## START

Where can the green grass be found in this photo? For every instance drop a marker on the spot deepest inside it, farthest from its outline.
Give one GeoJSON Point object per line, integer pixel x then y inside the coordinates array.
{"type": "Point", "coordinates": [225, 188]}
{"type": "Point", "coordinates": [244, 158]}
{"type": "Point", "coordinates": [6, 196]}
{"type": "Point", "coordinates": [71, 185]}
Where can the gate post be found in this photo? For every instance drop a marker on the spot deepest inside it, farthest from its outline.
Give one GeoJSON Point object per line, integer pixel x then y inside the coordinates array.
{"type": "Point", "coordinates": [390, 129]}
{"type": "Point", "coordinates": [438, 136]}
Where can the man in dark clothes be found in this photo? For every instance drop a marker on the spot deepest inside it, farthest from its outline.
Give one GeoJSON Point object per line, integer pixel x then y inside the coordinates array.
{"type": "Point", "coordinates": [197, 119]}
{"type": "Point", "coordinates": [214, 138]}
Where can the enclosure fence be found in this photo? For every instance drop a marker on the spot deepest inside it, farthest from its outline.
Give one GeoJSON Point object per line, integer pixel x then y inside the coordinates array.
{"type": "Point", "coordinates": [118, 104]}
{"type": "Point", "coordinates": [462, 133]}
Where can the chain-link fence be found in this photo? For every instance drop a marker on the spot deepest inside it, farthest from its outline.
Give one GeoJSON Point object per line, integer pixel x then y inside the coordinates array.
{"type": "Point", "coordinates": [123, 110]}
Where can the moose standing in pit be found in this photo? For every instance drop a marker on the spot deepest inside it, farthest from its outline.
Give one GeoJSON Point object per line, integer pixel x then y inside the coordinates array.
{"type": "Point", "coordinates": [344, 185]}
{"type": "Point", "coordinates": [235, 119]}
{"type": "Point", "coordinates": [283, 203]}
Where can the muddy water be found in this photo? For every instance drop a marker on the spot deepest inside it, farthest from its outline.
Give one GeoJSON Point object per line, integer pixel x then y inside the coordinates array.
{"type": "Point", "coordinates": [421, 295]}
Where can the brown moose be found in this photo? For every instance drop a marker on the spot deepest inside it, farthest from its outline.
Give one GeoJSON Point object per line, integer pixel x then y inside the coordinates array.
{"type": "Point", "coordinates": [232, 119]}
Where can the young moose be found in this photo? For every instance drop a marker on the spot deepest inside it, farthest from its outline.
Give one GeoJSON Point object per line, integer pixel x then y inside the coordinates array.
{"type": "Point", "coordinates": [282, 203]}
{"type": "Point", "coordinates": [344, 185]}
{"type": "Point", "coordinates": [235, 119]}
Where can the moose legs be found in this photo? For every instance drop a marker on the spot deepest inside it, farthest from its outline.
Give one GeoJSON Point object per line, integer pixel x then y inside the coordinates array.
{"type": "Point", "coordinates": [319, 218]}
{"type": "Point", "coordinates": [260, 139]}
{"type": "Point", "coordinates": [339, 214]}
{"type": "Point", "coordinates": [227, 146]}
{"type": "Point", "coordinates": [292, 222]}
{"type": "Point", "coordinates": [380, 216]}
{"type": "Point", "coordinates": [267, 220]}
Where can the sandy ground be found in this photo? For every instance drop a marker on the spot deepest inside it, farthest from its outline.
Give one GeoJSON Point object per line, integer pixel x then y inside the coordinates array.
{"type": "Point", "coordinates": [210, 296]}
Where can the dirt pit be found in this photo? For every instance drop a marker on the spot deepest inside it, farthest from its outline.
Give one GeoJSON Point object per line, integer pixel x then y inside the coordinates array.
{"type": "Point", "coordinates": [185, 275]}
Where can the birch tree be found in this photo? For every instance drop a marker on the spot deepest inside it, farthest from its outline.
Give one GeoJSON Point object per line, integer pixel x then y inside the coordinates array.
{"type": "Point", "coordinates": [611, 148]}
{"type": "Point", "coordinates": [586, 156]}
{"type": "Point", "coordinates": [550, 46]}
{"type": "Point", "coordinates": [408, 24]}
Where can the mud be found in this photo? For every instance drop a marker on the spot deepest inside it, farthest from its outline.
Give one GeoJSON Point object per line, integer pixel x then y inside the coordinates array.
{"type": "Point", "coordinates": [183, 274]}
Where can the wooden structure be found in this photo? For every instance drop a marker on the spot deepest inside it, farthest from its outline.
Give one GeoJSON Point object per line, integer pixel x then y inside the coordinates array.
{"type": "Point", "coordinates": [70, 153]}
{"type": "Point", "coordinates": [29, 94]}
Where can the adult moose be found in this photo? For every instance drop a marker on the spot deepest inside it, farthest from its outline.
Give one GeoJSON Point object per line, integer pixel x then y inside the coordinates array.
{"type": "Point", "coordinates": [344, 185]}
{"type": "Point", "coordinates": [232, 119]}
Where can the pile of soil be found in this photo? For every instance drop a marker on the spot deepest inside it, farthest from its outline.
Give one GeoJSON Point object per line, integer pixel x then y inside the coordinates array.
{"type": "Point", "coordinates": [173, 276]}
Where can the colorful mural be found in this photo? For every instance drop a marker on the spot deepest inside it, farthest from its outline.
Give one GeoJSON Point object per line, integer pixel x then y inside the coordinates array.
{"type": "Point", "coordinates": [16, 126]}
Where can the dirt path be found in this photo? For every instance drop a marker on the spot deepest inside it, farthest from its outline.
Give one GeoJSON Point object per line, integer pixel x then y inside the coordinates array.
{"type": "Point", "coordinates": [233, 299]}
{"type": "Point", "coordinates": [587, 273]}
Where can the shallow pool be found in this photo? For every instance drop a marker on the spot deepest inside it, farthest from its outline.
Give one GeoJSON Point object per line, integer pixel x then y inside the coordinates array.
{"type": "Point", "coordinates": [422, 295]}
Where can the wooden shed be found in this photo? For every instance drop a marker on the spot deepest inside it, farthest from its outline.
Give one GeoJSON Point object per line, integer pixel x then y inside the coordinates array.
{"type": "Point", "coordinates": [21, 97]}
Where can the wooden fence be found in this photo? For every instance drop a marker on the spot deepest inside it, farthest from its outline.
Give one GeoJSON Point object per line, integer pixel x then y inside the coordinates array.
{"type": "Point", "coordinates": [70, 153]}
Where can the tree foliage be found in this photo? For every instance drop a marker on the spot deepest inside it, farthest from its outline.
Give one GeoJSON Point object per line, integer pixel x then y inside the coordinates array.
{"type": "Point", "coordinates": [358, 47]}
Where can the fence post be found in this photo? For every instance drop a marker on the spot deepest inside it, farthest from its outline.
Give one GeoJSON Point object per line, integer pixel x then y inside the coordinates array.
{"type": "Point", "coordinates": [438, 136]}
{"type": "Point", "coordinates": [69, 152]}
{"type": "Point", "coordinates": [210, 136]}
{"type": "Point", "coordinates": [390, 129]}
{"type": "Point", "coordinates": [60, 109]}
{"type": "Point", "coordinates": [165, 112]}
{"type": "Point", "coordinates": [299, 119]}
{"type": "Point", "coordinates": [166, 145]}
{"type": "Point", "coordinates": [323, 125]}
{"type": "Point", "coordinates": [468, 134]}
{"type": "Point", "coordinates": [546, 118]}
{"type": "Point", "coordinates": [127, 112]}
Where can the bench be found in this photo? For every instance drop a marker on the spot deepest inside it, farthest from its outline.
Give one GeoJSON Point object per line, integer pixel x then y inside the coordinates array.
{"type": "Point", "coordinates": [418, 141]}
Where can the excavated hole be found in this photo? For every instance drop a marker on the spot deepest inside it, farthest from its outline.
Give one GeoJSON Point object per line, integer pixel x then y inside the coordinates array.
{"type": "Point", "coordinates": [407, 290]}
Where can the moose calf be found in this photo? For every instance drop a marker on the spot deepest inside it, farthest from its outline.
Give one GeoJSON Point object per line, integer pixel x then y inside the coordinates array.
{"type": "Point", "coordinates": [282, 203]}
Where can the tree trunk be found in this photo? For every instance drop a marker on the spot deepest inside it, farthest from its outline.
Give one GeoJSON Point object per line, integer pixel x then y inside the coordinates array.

## END

■ EXERCISE DIRECTIONS ■
Rewrite all the records above, changing every "drop a marker" to "place a pin" and leaving everything else as it is.

■ THE REPLY ■
Where can the green grass be found in this photo? For every instance place a pin on the spot deepest inside it, farthest from its outline.
Give one GeoJSON Point object per line, integer pixel x then y inside the coordinates array.
{"type": "Point", "coordinates": [225, 188]}
{"type": "Point", "coordinates": [244, 158]}
{"type": "Point", "coordinates": [6, 196]}
{"type": "Point", "coordinates": [71, 185]}
Where can the gate post be found in this photo? For every instance place a pin on the spot deepest inside it, farthest from its outline.
Give one GeoJSON Point object per line, integer pixel x then y inside the coordinates array.
{"type": "Point", "coordinates": [390, 129]}
{"type": "Point", "coordinates": [438, 136]}
Where can the man in dark clothes be found in this photo? For every instance place a pin on the spot deepest inside it, farthest from its outline.
Give one GeoJSON Point object per line, integer pixel x then y inside the coordinates array.
{"type": "Point", "coordinates": [197, 119]}
{"type": "Point", "coordinates": [214, 138]}
Where can the enclosure fence be found in this photo? For every instance place a pin on the spot deepest inside it, farthest from its outline.
Give one GeoJSON Point object per line, integer pixel x then y inside the coordinates array.
{"type": "Point", "coordinates": [118, 104]}
{"type": "Point", "coordinates": [462, 133]}
Where can the chain-link fence be found in this photo? For every instance place a pin on the spot deepest inside it, farthest from its outline.
Give one GeoJSON Point object per line, integer pixel x then y inside the coordinates array.
{"type": "Point", "coordinates": [123, 110]}
Where can the moose standing in pit be found in this photo? For every instance place a pin on the spot deepest inside it, farthest from its outline.
Give one GeoJSON Point object per line, integer pixel x then y inside the coordinates array.
{"type": "Point", "coordinates": [344, 185]}
{"type": "Point", "coordinates": [235, 119]}
{"type": "Point", "coordinates": [283, 203]}
Where can the muddy water be found in this photo? For every instance place a pin on the spot deepest inside it, farthest from its outline.
Give one GeoJSON Point object per line, integer pixel x then y inside the coordinates array.
{"type": "Point", "coordinates": [421, 295]}
Where can the brown moose be found in this photo? For every instance place a pin on the spot deepest inside it, farthest from its outline.
Give one GeoJSON Point object per line, integer pixel x then y inside the coordinates array.
{"type": "Point", "coordinates": [232, 119]}
Where can the young moose be found in this photo? For every instance place a pin on the spot deepest inside it, farthest from its outline.
Give one GeoJSON Point object per line, integer pixel x then y inside the coordinates array.
{"type": "Point", "coordinates": [282, 203]}
{"type": "Point", "coordinates": [344, 185]}
{"type": "Point", "coordinates": [235, 119]}
Where can the moose legs be found in this photo? For every instance place a pin on the spot deepest inside it, farthest from its outline.
Give one GeoJSON Point object per line, integer pixel x then y inside the coordinates array.
{"type": "Point", "coordinates": [319, 218]}
{"type": "Point", "coordinates": [260, 139]}
{"type": "Point", "coordinates": [339, 214]}
{"type": "Point", "coordinates": [227, 146]}
{"type": "Point", "coordinates": [292, 222]}
{"type": "Point", "coordinates": [380, 216]}
{"type": "Point", "coordinates": [267, 220]}
Where can the sandy ground be found in this photo? For every instance place a pin on the spot deepest inside it, farthest from its outline.
Give one GeoJSON Point object per line, integer pixel x then y inside the coordinates array.
{"type": "Point", "coordinates": [210, 296]}
Where can the dirt pit be found in this photo? For every instance place a pin on the spot deepest inside it, farthest from its outline.
Give one GeoJSON Point object per line, integer pixel x then y inside the coordinates array.
{"type": "Point", "coordinates": [185, 275]}
Where can the birch tree be found in this photo? For every instance place a pin on the spot deepest inside it, farthest from its outline.
Give one GeoJSON Point object per line, integer pixel x then y inside the coordinates array.
{"type": "Point", "coordinates": [611, 148]}
{"type": "Point", "coordinates": [586, 156]}
{"type": "Point", "coordinates": [550, 46]}
{"type": "Point", "coordinates": [408, 24]}
Where can the mud be found in this photo? For every instance place a pin on the spot deepest inside it, farthest from its outline.
Give one GeoJSON Point object per line, integer pixel x then y inside the coordinates array.
{"type": "Point", "coordinates": [183, 274]}
Where can the wooden structure be found in this photo? For every instance place a pin on the spot deepest inside it, farthest from its outline.
Give one GeoJSON Point object per line, integer pixel x then y inside the coordinates array.
{"type": "Point", "coordinates": [70, 153]}
{"type": "Point", "coordinates": [29, 94]}
Where can the adult moose be found in this photo? For every instance place a pin on the spot deepest inside it, farthest from its outline.
Give one GeoJSON Point object per line, integer pixel x then y inside the coordinates array.
{"type": "Point", "coordinates": [344, 185]}
{"type": "Point", "coordinates": [232, 119]}
Where can the pile of soil be found in this photo? For every instance place a pin on the spot deepest inside it, farthest from its outline.
Give one GeoJSON Point object per line, integer pixel x then y inside the coordinates array.
{"type": "Point", "coordinates": [173, 276]}
Where can the colorful mural be found in this photo? For every instance place a pin on the spot deepest inside it, farthest from its outline.
Give one GeoJSON Point object per line, integer pixel x then y inside the coordinates array.
{"type": "Point", "coordinates": [16, 126]}
Where can the dirt path be found in this photo? For every instance place a pin on the spot deepest inside it, farthest from its outline.
Give one GeoJSON Point object per line, integer pixel x then y inside the coordinates array.
{"type": "Point", "coordinates": [233, 299]}
{"type": "Point", "coordinates": [587, 273]}
Where can the shallow pool be found in this photo? For every instance place a pin on the spot deepest inside it, farthest from its outline.
Give one GeoJSON Point object per line, integer pixel x then y inside the coordinates array.
{"type": "Point", "coordinates": [422, 295]}
Where can the wooden shed be found in this photo? For every instance place a pin on the spot deepest inside it, farthest from its outline.
Give one GeoJSON Point object per line, integer pixel x then y inside the coordinates array.
{"type": "Point", "coordinates": [21, 97]}
Where can the wooden fence be found in this photo? For every instance place a pin on the spot deepest inside it, farthest from its outline.
Give one GeoJSON Point object per line, integer pixel x then y inside the coordinates array.
{"type": "Point", "coordinates": [70, 153]}
Where can the tree foliage be found in this photo? For every instance place a pin on the spot deepest inside it, farthest from its outline.
Give one GeoJSON Point object per line, integer pixel x then y inside the coordinates array.
{"type": "Point", "coordinates": [358, 47]}
Where can the fence post be found in this photo? For every instance place a pin on the spot deepest inside it, farthest from its outline.
Give one GeoJSON Point object per line, integer pixel x then y inside the coordinates array.
{"type": "Point", "coordinates": [438, 136]}
{"type": "Point", "coordinates": [69, 152]}
{"type": "Point", "coordinates": [210, 136]}
{"type": "Point", "coordinates": [390, 129]}
{"type": "Point", "coordinates": [60, 109]}
{"type": "Point", "coordinates": [165, 112]}
{"type": "Point", "coordinates": [299, 119]}
{"type": "Point", "coordinates": [166, 145]}
{"type": "Point", "coordinates": [323, 125]}
{"type": "Point", "coordinates": [468, 134]}
{"type": "Point", "coordinates": [546, 118]}
{"type": "Point", "coordinates": [127, 112]}
Where can the bench be found in this photo? For every instance place a pin on the spot deepest inside it, farthest from its outline.
Give one GeoJSON Point object per line, integer pixel x then y inside the coordinates array.
{"type": "Point", "coordinates": [418, 141]}
Where can the excavated hole be found in this photo? For every instance place a pin on the spot deepest inside it, farthest from its outline.
Give one GeoJSON Point object per line, integer pixel x then y inside the coordinates array.
{"type": "Point", "coordinates": [407, 290]}
Where can the moose calf be found in this photo? For every instance place a pin on the spot deepest inside it, farthest from its outline.
Give one GeoJSON Point object per line, integer pixel x then y inside the coordinates array.
{"type": "Point", "coordinates": [282, 203]}
Where can the tree trunk be found in this photo? For every instance place a pin on the spot deepest inside it, farthest from its outline.
Give one GeoJSON Point object per line, integer pixel x then y inside the coordinates array.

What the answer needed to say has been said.